(Region labeling listing)
▼
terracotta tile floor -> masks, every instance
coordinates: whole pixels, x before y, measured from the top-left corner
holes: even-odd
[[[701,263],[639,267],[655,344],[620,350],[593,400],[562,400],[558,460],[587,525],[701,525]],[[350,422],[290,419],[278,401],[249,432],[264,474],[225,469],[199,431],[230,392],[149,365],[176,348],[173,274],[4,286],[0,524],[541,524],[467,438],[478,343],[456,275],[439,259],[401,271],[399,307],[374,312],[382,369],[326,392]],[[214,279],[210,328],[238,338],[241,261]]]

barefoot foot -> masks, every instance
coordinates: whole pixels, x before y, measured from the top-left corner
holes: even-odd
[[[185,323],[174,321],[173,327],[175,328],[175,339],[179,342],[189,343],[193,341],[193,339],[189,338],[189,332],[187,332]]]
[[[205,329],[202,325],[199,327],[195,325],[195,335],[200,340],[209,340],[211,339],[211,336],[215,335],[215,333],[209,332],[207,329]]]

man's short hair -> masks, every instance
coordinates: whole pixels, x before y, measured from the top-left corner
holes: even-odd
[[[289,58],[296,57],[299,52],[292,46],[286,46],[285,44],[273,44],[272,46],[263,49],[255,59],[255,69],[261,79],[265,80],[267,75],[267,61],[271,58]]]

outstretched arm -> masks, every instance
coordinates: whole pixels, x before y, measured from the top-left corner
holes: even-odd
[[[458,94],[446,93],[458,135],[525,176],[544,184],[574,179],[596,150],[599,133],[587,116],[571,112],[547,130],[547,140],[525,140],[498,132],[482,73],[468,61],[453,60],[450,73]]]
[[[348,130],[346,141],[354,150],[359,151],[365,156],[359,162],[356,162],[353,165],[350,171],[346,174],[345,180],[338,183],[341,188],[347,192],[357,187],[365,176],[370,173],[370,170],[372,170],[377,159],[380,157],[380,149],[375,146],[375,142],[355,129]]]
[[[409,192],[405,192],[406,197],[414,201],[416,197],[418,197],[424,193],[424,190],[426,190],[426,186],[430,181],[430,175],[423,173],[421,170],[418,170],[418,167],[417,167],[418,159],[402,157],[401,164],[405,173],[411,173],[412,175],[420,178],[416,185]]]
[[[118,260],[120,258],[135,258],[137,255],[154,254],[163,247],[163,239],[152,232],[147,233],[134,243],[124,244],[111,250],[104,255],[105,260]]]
▲
Rewrite the listing with each "top-left corner" changed to "upper-left corner", keeping everything else the same.

terracotta tile floor -> masks, every instance
coordinates: whole pixels, x before y, measured from the upper-left corner
holes: even-odd
[[[701,263],[639,267],[655,344],[620,350],[593,400],[562,400],[558,460],[587,525],[701,525]],[[350,422],[290,419],[278,401],[249,432],[264,474],[225,469],[199,431],[230,392],[149,365],[176,348],[173,274],[4,286],[0,524],[541,524],[467,438],[478,343],[456,275],[439,259],[401,271],[399,307],[374,312],[382,369],[326,392]],[[214,279],[210,328],[238,338],[241,261]]]

barefoot foot -> masks, every instance
coordinates: whole pixels, x before y, measured from the upper-left corner
holes: even-odd
[[[185,323],[174,321],[173,327],[175,328],[175,339],[179,342],[189,343],[193,341],[193,339],[189,338],[189,332],[187,332]]]
[[[205,329],[202,325],[199,327],[195,325],[195,335],[200,340],[209,340],[211,339],[211,336],[215,335],[215,333],[209,332],[207,329]]]

man's short hair -> masks, every instance
coordinates: whole pixels, x before y, measured from the upper-left corner
holes: even-odd
[[[289,58],[296,57],[299,52],[292,46],[286,46],[285,44],[273,44],[272,46],[263,49],[255,59],[255,69],[261,79],[265,80],[267,75],[267,61],[271,58]]]

outstretched arm -> masks, every instance
coordinates: whole pixels, x before y, measured from the upper-left corner
holes: even-odd
[[[458,94],[446,93],[458,135],[525,176],[544,184],[574,179],[596,150],[599,133],[587,116],[571,112],[547,130],[547,140],[525,140],[498,132],[482,73],[468,61],[453,60],[450,73]]]
[[[348,130],[346,141],[354,150],[359,151],[365,156],[359,162],[356,162],[353,165],[350,171],[346,174],[345,180],[338,183],[341,188],[347,192],[357,187],[365,176],[370,173],[370,170],[372,170],[377,159],[380,157],[380,149],[375,146],[375,142],[355,129]]]
[[[409,192],[405,192],[406,197],[414,201],[416,197],[418,197],[424,193],[424,190],[426,190],[426,186],[430,181],[430,175],[423,173],[421,170],[418,170],[418,167],[417,167],[418,159],[402,157],[401,164],[405,173],[411,173],[412,175],[420,178],[416,185]]]
[[[118,260],[120,258],[135,258],[137,255],[154,254],[163,247],[163,239],[152,232],[147,233],[134,243],[124,244],[111,250],[104,255],[105,260]]]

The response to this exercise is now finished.